Solved: Using Intersect function

sfmike99 · ‎03-03-2021

I have a table of survey data with four fields of interest:

Respondent: unique identifier for each participant
QuestionRoot: fieldname to link data with questions
RowIndex: an index to the specific response chosen for that question
Value: the individual response to that question/response pair (0 or 1)

We have created a dashboard to allow exploration of the data. One question that often comes up however is of the form: "How many people who chose reponse 1 to question A also chose response 1 to question B?"

Here is an example which uses temporary tables and the Intersect function to answer the question: "What % of respondents who collect data on paper also store the data on paper?"

ManualCollectAndStore = 
    VAR ManualCollect = 
        CALCULATETABLE(
          DISTINCT('Raw Data'[Respondent]),
          FILTER('Raw Data',
            'Raw Data'[QuestionRoot] = "CollectMethod" && 'Raw Data'[RowIndex] = 1 && 'Raw Data'[Value] > 0
          )
    )
    VAR ManualStore = 
        CALCULATETABLE(
          DISTINCT('Raw Data'[Respondent]),
          FILTER('Raw Data',
            'Raw Data'[QuestionRoot] = "StorageMethod" && 'Raw Data'[RowIndex] = 1 && 'Raw Data'[Value] > 0
          )
    )
    RETURN
        COUNTROWS(INTERSECT(ManualCollect, ManualStore)) / 
        COUNTROWS(ManualCollect)

(Answer is 43.6% in case you are interested)

Question 1: Make sense? Any suggestions?

Question 2: Is it possible in Power BI to generalize this to the entire dataset? In other words, allow the user to select any two question/response pairs and see the resulting intersect value?

Thanks for any guidance!

sfmike99 · ‎03-07-2021

Armed with the suggestion for disconnected tables and some head scratching time, I think I figured this out.

Solution was to clone the data table (QuestionA and QuestionB) and give each of them separate slicers for the questions and response options. I use DAX to create calculated tables based on the current selection for each, and use Intersect to get the numbers I need. The calculation works like this:

Numerator: everyone who chose selected question/response options for BOTH questions
Denominator: everyone who chose selected question/response for A and ANY response for B question

Here's the DAX:

PctRespAthenB = 
    VAR ThisResponseA = CALCULATETABLE(
        DISTINCT(QuestionA[Respondent]),
        ALLEXCEPT(QuestionA, QuestionA[QuestionRoot], QuestionA[RowIndex])
    )
    VAR ThisResponseB = CALCULATETABLE(
        DISTINCT(QuestionB[Respondent]),
        ALLEXCEPT(QuestionB, QuestionB[QuestionRoot], QuestionB[RowIndex])
    )
    VAR AllResponseB = CALCULATETABLE(
        DISTINCT(QuestionB[Respondent]),
        ALLEXCEPT(QuestionB, QuestionB[QuestionRoot])
    )
RETURN
   COUNTROWS(INTERSECT(ThisResponseA, ThisResponseB)) /
   COUNTROWS(INTERSECT(ThisResponseA, AllResponseB))

And here's how it looks in a rough version of report. I will swap in text for questions & responses later but you get the idea.

I tested this against some crosstab matrices I created before and the numbers lined up. Nifty that you can even select multiple response options to essentially bin the data.

Entries from a dataset:
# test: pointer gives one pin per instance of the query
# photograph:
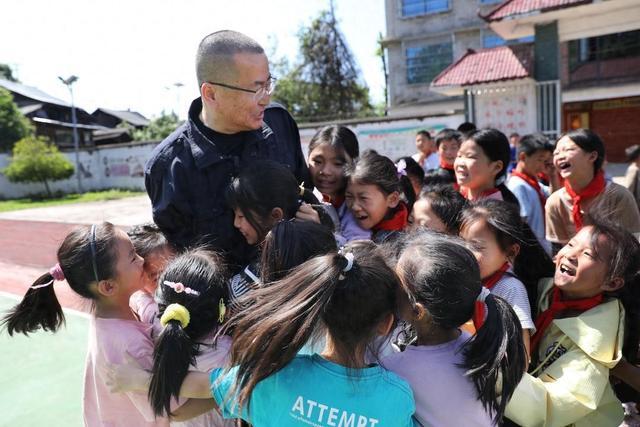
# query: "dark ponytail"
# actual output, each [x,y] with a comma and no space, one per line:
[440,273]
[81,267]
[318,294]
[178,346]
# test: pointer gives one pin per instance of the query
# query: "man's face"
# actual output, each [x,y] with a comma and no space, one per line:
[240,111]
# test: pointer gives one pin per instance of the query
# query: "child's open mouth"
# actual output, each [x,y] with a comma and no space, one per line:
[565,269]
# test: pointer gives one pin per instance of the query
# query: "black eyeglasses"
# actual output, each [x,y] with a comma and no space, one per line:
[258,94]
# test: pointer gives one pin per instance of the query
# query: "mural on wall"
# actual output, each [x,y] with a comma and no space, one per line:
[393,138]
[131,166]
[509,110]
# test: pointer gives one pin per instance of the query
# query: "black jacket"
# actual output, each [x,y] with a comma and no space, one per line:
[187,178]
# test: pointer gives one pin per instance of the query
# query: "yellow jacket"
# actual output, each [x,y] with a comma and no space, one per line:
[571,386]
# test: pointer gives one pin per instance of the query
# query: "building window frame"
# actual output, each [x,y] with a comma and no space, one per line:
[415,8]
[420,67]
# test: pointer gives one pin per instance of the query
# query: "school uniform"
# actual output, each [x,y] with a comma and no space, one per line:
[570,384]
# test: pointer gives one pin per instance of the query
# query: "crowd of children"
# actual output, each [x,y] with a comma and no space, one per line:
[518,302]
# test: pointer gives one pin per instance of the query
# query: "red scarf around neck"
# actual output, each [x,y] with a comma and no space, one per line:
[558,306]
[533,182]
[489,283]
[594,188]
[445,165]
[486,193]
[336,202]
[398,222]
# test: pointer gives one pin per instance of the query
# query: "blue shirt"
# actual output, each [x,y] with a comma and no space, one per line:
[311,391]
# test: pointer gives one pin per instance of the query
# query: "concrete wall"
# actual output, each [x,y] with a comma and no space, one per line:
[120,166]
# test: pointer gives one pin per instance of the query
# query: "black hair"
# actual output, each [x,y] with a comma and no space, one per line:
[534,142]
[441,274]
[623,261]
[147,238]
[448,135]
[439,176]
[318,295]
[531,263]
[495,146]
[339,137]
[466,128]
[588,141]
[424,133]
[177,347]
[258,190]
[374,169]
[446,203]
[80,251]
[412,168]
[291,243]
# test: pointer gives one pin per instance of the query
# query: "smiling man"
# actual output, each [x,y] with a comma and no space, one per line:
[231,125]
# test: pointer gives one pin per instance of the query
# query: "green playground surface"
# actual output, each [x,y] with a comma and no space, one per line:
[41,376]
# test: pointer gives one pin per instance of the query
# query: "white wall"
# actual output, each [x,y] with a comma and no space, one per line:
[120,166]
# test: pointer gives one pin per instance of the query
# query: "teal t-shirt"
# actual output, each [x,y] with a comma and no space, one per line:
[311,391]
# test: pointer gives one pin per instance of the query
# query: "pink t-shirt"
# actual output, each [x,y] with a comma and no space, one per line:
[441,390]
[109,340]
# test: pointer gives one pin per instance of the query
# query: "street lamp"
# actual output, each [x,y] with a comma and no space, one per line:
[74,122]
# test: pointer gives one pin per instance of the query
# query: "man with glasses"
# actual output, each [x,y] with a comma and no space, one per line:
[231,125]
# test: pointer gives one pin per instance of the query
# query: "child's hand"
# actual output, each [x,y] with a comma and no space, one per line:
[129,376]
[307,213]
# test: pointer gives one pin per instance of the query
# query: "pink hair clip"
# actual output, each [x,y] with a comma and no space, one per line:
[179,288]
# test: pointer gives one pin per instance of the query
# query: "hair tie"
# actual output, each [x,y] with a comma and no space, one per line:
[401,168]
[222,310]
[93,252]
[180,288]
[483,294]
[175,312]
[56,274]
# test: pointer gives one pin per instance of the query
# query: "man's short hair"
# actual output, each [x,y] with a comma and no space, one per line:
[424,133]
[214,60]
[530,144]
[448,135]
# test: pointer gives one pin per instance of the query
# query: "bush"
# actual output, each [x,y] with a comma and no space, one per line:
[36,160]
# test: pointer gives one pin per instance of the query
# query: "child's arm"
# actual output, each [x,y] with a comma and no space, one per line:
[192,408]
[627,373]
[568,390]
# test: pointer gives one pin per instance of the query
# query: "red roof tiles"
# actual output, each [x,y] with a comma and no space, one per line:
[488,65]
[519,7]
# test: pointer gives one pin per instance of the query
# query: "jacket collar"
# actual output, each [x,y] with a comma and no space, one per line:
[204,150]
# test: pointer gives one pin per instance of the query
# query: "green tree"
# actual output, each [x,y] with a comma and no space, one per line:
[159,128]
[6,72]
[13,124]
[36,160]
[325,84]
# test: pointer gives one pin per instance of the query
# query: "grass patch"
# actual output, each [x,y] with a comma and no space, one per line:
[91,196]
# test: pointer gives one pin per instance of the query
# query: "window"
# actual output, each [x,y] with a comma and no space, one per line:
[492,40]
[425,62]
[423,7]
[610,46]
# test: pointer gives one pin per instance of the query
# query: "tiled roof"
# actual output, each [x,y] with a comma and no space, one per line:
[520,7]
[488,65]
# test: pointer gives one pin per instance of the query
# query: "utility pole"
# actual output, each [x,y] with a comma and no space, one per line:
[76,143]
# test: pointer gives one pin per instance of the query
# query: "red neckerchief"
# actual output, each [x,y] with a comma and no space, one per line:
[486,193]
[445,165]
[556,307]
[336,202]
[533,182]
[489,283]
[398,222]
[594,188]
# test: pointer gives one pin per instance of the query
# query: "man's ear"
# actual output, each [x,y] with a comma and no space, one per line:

## DIRECTIONS FOR THIS TASK
In the forum thread about the Intersect function, how did the poster let users select any two question/response pairs?

## THE SOLUTION
The poster cloned the data table into QuestionA and QuestionB and gave each its own slicers for the questions and response options.